Items listed in a dataset
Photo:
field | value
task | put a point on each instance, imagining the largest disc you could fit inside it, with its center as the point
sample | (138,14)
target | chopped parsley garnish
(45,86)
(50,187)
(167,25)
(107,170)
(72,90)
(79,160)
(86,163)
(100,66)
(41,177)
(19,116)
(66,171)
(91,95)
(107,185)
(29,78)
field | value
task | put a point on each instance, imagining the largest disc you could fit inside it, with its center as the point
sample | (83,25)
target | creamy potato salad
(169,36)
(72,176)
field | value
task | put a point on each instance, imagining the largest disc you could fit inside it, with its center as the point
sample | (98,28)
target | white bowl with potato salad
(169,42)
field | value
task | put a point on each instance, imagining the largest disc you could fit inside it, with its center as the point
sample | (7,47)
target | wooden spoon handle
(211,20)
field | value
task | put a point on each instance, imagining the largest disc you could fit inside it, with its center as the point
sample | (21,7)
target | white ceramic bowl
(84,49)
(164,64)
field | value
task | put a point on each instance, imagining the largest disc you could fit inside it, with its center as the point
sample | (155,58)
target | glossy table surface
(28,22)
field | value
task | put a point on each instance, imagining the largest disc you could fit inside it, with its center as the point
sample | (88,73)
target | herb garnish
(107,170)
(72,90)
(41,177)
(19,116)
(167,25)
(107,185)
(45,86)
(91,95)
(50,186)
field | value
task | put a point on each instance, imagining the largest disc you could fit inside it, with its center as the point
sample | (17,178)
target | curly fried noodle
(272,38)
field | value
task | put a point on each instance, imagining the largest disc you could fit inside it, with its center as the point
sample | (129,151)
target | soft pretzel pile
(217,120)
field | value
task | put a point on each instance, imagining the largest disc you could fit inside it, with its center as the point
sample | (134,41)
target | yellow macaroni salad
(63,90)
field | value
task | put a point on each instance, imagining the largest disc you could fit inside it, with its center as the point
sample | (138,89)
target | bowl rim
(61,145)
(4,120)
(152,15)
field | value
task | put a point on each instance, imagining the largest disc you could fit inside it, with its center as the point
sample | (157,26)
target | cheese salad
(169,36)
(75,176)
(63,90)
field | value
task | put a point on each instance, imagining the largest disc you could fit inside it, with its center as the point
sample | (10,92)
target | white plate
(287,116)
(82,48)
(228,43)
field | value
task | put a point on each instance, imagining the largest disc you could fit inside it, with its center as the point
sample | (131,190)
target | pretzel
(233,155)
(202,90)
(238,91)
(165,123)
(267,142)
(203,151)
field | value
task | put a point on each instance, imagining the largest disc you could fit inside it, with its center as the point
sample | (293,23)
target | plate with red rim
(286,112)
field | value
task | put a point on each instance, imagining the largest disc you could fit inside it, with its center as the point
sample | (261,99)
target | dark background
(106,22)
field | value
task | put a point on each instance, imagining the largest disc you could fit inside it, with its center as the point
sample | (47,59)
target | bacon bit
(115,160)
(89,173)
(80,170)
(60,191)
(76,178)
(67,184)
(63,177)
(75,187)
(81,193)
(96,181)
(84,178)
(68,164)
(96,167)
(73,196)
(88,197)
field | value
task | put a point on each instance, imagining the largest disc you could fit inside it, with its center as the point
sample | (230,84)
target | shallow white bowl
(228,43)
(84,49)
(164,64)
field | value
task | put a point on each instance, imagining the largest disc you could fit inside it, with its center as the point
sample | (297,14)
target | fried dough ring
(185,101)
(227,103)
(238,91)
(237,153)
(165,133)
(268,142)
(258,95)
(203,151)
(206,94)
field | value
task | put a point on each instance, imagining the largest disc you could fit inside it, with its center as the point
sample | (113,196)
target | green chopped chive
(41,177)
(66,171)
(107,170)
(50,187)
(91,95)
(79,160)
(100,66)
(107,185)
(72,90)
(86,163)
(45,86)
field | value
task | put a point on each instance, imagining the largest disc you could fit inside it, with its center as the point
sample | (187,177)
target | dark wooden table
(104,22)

* * *

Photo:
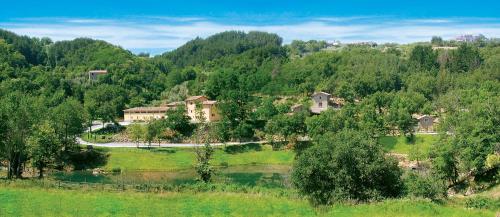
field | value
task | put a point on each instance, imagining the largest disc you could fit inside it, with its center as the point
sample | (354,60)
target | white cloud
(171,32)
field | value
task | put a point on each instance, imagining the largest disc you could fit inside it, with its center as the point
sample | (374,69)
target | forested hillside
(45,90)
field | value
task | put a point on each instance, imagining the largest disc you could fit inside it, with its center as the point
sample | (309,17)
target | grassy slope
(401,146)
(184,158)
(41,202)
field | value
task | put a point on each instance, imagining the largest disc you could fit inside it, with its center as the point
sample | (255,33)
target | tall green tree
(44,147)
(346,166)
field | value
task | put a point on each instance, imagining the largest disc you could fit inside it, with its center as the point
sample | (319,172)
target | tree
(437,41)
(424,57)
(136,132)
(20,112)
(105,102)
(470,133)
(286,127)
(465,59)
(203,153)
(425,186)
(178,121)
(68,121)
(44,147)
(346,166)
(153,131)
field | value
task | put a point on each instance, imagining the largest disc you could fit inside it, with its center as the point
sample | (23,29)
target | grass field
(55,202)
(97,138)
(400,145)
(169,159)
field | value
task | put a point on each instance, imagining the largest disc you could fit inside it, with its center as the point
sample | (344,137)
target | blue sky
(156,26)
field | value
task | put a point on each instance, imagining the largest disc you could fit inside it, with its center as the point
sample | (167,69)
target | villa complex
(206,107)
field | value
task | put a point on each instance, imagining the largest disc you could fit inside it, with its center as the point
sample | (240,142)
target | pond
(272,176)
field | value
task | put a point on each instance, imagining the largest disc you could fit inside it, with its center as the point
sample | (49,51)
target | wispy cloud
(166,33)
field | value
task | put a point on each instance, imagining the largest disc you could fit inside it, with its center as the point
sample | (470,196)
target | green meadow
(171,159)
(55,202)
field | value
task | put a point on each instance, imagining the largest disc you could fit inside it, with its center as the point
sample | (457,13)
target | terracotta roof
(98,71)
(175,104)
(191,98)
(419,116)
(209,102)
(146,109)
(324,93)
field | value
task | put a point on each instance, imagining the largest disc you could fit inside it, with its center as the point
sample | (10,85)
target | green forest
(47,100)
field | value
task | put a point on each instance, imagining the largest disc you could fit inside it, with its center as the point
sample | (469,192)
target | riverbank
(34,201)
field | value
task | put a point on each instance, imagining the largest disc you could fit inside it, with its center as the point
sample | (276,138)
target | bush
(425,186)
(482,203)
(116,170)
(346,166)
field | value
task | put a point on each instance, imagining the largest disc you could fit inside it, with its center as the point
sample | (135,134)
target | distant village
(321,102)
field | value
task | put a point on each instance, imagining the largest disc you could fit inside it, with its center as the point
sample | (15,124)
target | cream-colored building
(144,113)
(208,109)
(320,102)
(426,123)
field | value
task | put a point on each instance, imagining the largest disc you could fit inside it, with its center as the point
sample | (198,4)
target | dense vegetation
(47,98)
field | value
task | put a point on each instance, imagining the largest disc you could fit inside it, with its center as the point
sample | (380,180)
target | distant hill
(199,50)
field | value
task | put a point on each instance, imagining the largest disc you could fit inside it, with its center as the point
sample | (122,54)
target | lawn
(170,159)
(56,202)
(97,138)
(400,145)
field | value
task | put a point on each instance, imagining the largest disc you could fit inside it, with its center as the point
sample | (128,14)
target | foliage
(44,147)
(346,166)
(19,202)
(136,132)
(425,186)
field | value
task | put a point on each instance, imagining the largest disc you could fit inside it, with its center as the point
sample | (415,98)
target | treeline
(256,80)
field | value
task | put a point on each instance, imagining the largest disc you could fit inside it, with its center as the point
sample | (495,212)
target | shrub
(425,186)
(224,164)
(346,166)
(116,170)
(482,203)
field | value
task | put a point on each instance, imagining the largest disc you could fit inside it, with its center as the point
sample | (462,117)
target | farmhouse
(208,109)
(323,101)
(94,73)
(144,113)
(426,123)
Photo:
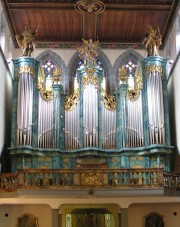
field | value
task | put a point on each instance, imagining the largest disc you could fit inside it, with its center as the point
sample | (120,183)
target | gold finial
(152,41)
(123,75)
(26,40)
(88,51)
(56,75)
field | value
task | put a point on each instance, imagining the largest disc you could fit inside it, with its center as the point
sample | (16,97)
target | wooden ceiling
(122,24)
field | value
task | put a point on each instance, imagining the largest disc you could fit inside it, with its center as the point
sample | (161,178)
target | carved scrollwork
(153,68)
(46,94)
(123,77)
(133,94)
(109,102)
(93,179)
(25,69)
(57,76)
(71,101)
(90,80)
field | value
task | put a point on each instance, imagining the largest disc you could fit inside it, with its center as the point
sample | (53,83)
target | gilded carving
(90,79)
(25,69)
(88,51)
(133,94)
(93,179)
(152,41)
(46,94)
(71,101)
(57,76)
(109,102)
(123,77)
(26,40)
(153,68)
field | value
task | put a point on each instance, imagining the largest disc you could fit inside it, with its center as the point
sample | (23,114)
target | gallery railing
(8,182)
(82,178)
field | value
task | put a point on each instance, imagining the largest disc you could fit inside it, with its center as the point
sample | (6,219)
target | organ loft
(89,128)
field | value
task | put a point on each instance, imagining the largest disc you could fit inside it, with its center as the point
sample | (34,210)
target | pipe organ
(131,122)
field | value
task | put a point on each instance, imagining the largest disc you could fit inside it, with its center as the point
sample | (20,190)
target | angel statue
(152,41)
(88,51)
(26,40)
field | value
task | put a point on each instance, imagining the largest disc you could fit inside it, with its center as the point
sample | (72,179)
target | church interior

==

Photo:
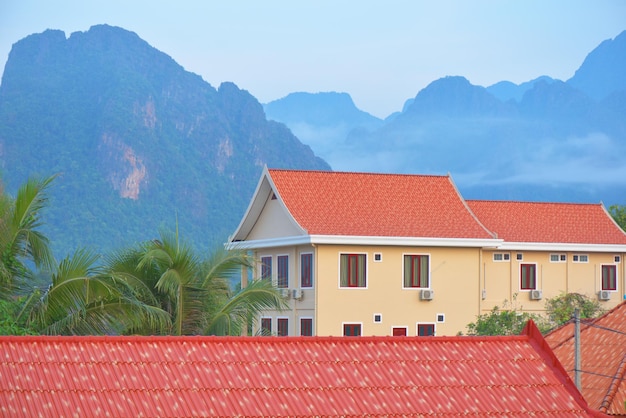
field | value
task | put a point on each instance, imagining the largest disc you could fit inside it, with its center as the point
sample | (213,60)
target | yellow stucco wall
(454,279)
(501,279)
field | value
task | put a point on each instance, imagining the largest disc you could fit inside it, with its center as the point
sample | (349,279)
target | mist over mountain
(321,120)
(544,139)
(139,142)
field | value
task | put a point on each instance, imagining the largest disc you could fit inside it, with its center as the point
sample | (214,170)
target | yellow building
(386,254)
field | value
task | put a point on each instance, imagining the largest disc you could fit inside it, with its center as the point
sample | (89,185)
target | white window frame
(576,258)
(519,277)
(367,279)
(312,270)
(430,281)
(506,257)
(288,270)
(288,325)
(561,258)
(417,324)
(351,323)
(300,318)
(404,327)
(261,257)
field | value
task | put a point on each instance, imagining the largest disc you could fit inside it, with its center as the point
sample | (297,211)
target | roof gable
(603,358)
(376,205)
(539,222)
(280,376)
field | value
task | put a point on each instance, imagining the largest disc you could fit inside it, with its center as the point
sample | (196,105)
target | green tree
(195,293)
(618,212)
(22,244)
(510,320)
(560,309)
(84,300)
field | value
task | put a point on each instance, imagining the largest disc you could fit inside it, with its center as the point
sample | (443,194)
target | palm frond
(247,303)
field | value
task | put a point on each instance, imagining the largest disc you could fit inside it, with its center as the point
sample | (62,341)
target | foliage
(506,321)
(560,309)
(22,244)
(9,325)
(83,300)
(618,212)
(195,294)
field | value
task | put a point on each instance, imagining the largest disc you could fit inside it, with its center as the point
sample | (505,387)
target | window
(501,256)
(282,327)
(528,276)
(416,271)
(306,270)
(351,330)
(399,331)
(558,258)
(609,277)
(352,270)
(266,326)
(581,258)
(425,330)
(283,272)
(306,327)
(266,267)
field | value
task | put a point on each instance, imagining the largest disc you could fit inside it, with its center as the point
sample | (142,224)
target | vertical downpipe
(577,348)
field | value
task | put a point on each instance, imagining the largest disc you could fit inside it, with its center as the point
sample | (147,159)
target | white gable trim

(TASK INSTRUCTIONS)
The required answer is the exact run of lines above starting at the line with "sample | (142,224)" and ending at the line with "target | white gable trim", with both ends present.

(RESPONSE BELOW)
sample | (142,224)
target | vertical downpipe
(577,348)
field | value
task | put a point on each instance, imagining the largest disc you could fit inside it, with its center as the point
sample | (147,159)
target | white gable trim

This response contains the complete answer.